What you will do -> Show every one of the lines below that contains the string "gets". Case counts.

Data excerpts ->
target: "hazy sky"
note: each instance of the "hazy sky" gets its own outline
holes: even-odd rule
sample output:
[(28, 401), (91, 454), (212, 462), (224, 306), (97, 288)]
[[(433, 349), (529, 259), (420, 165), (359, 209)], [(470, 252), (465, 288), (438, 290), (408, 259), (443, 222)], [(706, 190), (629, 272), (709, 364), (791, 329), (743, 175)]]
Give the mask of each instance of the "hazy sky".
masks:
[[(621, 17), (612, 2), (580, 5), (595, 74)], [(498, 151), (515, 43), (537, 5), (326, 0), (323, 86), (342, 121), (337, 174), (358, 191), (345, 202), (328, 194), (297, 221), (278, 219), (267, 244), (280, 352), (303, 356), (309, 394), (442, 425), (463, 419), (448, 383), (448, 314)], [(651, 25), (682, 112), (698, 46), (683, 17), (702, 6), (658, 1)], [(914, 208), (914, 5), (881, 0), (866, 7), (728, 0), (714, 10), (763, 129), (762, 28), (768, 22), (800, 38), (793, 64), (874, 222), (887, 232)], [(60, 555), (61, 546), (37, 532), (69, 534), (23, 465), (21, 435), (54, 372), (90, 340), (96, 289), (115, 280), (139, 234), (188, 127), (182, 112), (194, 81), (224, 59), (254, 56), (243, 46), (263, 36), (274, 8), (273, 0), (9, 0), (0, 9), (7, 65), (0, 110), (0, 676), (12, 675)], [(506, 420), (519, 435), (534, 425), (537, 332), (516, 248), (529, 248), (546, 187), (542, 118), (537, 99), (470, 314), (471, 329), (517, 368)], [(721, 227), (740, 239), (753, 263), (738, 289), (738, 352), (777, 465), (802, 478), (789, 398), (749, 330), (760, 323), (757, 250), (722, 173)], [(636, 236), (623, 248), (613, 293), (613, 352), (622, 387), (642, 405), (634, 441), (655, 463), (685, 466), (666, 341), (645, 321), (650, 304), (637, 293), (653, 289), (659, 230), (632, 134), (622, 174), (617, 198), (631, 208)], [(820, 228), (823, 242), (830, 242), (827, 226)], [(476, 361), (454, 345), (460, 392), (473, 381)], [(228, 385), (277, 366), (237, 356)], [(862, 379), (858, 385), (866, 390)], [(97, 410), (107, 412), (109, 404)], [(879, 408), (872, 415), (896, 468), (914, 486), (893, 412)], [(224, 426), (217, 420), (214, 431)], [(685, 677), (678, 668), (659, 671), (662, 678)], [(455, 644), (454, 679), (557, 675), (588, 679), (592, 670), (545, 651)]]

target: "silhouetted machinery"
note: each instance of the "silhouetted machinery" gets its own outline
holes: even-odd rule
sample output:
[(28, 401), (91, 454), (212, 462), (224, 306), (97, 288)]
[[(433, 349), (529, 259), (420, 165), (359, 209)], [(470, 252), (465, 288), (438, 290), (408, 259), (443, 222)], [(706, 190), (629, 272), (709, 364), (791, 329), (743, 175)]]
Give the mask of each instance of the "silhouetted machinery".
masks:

The answer ->
note: each instance of the "hazy sky" gets its own outline
note: each instance of the "silhouetted machinery" gets its own outline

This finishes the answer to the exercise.